• _本文_:
▽

正規表現の繰り返しについて解説するために以下の文字列を用います。
ビル
ビール
ビーール
ビーーール
ビーーーール
ビーーーーール
指定回数繰り返し
本解説において、最も基本的な形は以下になります。
ビー{2,4}ル
意味は、『「ビ」の後ろに「ー」が2~4回続き、「ル」で終わる』です。
つまり、このパターンにおいては、以下の文字列がマッチします。
ビーール
ビーーール
ビーーーール
このように、繰り返す回数を指定する繰り返し方を「指定回数繰り返し」と言います。
{2,4}は「直前の文字を2~4回繰り返す」という意味です。
{2,4}が登場する前の直前の文字は「ー」なので、「ー」が2~4回登場する上記の文字列がマッチします。
※CSVファイルのように、カンマの後にスペースをつけてはいけません!
固定回数繰り返し
上記は2回以上、4回以下という範囲指定の意味ですが、「3回だけ繰り返す。それ以上でも以下でもない」という場合は「{3,3}」としたら良いのでしょうか?
答えはNoです。同じ数字を2回記述する必要はありません。
ビー{3}ル
意味は『「ビ」の後ろに「ー」が3回続き、「ル」で終わる』です。
以下の文字列がマッチします。
ビーーール
無限回数繰り返し
指定回数繰り返しでは、繰り返す回数の下限と上限を指定します。
しかし、下限は決まっているが上限がわからない場合、つまり何回繰り返すかわからない場合は無限回数繰り返しを行います。
ビー{2,}ル
意味は『「ビ」の後ろに「ー」が2回以上続き「ル」で終わる』です。
以下の文字列がマッチします。
ビーール
ビーーール
ビーーーール
ビーーーーール
指定回数繰り返し「{,}」の上限を省略すると、無限回数繰り返しとなり、直前の文字を下限回数以上繰り返すという意味になります。
下限省略
指定回数繰り返しにおいて、上限を省略することで無限回数繰り返しとすることができますが、「{,3}」のように下限は省略できません。
「3回以下の繰り返し」という意味でしたら、以下の記述になります。
ビー{0,3}ル
意味は『「ビ」の後ろに「ー」が0~3回続き、「ル」で終わる』です。

△

• _指示_:
[1] 正規表現の繰り返しに関する解説に含まれる見出しをすべて、登場順に挙げてください。
[2] 課題資料の行をすべて番号付きリストとして並べ、空行は除いてください。

• _課題資料_:
▽

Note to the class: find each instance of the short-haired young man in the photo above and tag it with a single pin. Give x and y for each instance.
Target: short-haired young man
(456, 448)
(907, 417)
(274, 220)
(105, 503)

△

• _解答_:
[1]
指定回数繰り返し
固定回数繰り返し
無限回数繰り返し
下限省略

[2]
1. Note to the class: find each instance of the short-haired young man in the photo above and tag it with a single pin. Give x and y for each instance.
2. Target: short-haired young man
3. (456, 448)
4. (907, 417)
5. (274, 220)
6. (105, 503)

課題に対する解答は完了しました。